Task brief: Find each line in the listing below that contains the word "tree", and copy those lines out.

Data supplied:
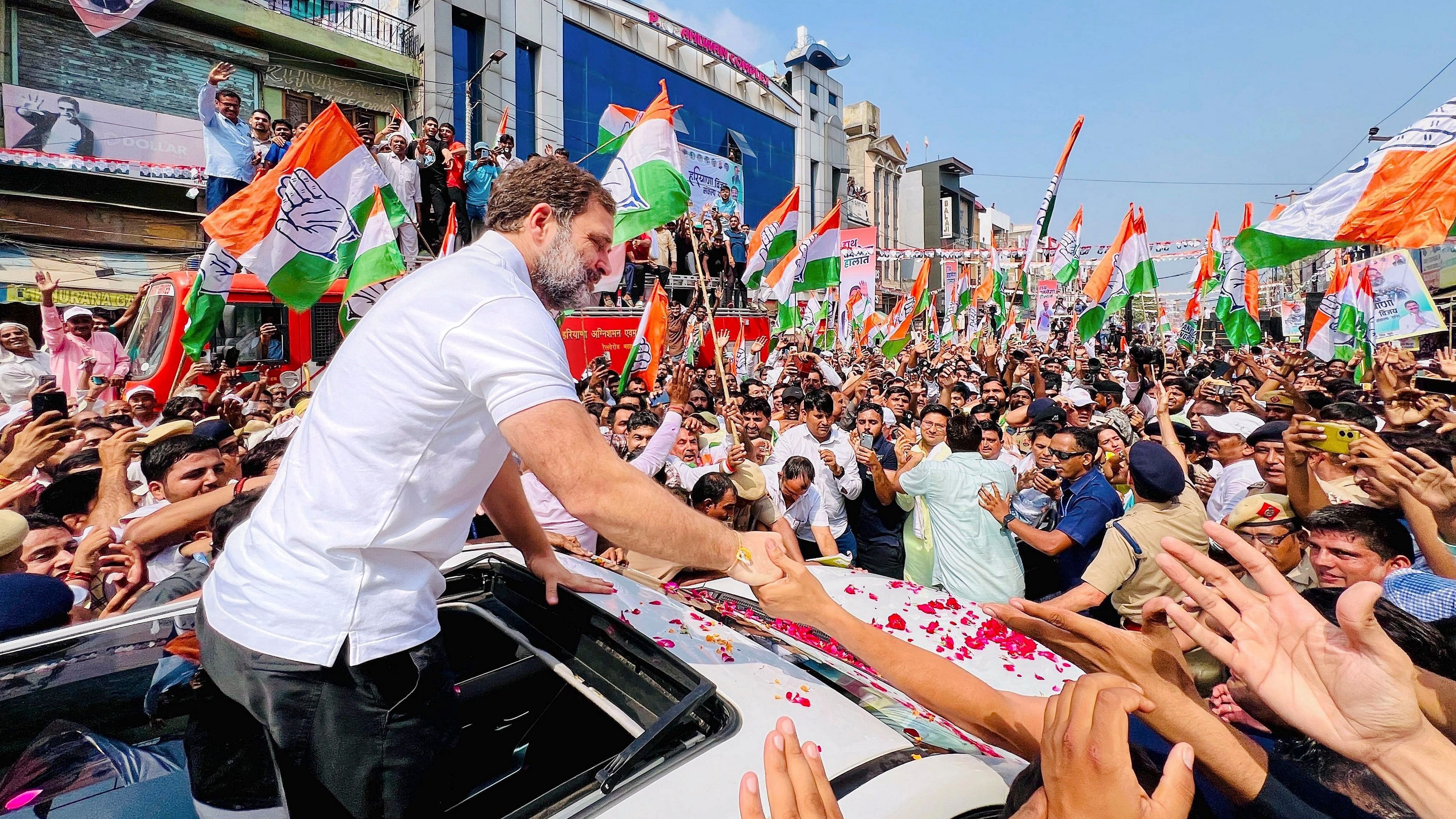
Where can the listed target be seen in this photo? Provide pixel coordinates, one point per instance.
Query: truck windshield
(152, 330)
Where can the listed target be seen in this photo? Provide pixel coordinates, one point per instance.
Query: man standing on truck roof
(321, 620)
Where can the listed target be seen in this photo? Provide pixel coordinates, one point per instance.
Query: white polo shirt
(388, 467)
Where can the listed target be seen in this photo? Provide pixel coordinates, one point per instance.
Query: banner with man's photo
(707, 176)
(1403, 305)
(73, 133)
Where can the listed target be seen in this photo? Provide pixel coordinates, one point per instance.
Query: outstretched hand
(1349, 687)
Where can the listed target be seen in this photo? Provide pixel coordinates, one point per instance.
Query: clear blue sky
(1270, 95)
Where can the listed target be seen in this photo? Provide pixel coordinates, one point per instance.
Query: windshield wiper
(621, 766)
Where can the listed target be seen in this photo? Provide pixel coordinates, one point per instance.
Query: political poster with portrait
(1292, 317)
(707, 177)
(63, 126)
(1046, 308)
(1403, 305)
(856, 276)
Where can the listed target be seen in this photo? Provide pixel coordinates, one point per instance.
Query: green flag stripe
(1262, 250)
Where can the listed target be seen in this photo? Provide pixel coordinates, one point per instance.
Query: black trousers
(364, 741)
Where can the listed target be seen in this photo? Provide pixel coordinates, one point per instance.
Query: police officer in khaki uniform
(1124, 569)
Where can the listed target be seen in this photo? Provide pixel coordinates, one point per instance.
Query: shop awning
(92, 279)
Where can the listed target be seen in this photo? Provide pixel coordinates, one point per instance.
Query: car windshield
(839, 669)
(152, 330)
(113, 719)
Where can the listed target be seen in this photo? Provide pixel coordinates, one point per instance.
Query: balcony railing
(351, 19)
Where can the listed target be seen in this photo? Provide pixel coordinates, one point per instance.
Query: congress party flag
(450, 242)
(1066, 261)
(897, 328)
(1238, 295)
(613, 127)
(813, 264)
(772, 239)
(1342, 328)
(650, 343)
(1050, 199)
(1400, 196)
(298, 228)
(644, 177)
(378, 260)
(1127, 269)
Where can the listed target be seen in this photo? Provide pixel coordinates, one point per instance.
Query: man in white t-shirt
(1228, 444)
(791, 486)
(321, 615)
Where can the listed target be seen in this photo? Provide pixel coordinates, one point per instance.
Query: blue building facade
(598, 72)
--
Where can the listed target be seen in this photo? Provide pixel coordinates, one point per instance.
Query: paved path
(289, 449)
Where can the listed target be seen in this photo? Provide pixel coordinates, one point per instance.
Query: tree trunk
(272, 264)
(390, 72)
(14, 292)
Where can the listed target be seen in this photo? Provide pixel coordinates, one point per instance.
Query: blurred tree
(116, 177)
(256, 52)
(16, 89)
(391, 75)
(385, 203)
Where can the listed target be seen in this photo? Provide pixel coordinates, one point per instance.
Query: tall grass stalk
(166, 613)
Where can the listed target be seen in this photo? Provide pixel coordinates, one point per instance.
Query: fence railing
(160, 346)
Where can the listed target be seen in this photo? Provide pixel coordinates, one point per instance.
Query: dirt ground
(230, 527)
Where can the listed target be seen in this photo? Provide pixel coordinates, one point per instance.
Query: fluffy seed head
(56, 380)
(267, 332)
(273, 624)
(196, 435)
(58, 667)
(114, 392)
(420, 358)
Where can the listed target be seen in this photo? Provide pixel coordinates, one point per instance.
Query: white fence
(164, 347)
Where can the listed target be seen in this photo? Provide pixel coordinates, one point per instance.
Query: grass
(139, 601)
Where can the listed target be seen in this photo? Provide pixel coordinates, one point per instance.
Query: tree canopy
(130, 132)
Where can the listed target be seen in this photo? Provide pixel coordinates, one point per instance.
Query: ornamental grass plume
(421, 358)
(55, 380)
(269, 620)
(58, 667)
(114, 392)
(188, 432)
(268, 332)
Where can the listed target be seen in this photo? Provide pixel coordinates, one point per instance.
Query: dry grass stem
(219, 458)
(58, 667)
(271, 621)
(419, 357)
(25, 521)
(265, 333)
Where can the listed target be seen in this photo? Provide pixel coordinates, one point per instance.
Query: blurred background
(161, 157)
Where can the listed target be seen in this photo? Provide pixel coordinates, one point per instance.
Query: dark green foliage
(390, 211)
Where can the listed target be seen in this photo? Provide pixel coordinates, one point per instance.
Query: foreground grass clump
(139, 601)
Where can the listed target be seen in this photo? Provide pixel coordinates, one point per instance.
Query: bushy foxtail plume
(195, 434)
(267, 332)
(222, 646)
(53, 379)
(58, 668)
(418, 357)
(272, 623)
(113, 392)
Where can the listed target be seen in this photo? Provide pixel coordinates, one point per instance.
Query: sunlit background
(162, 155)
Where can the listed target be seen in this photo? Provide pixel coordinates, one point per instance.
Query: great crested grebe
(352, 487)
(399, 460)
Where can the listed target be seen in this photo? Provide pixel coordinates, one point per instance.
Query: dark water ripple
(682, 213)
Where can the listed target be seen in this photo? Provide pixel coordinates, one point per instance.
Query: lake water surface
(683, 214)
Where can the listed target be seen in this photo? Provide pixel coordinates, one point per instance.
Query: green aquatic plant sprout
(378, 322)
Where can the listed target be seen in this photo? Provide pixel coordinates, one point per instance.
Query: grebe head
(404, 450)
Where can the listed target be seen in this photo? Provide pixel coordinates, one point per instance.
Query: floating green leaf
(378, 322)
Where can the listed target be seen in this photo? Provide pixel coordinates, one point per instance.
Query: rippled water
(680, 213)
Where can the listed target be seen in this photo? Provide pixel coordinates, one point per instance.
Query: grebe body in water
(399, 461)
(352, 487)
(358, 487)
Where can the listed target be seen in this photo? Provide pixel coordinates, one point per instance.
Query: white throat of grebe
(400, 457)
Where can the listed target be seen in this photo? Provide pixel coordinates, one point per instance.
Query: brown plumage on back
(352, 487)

Output of the exercise:
Query: tree trunk
Query: blurred tree
Query: tree canopy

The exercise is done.